Put every line of the records below into a numbered list, leaving out any blank lines.
======== RECORDS FOR THIS TASK
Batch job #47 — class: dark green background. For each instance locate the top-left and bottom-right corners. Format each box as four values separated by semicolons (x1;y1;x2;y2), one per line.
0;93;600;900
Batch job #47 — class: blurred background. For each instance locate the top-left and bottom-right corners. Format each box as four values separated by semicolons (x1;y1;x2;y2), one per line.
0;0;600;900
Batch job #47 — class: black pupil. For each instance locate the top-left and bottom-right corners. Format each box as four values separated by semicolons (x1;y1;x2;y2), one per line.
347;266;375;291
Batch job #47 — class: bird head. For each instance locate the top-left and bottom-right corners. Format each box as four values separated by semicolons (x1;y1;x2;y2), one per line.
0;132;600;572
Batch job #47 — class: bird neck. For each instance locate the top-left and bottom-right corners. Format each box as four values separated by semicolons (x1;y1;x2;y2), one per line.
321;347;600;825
================
_CORRECT ANSWER_:
1. Batch job #47 — class: dark green background. For each instance locate the top-left and bottom-right corners. Format each box as four values separated by semicolons (x1;y1;x2;y2), one per line.
2. 0;93;600;900
3. Batch job #47 — class: blurred background. For each instance locate the top-left and bottom-right corners. Format each box as four values separated by semicolons (x1;y1;x2;y2), one per line.
4. 0;0;600;900
5. Batch job #47 — class: black pupil. For each instance locate the top-left and bottom-right corners. Format each box as four values separated by semicolons (x1;y1;x2;y2), one per line.
6. 347;266;375;291
7. Batch job #47 — class: bird head. For each instance locate the top-left and bottom-right corners. Format each box as four values separated by semicolons (x1;y1;x2;y2), one per line.
8. 0;132;600;572
9. Batch job #47 — class: bird neck. For each instance locate the top-left and bottom-right corners. Format each box as four values separated by semicolons (x1;y1;x2;y2), one per line.
10. 321;347;600;825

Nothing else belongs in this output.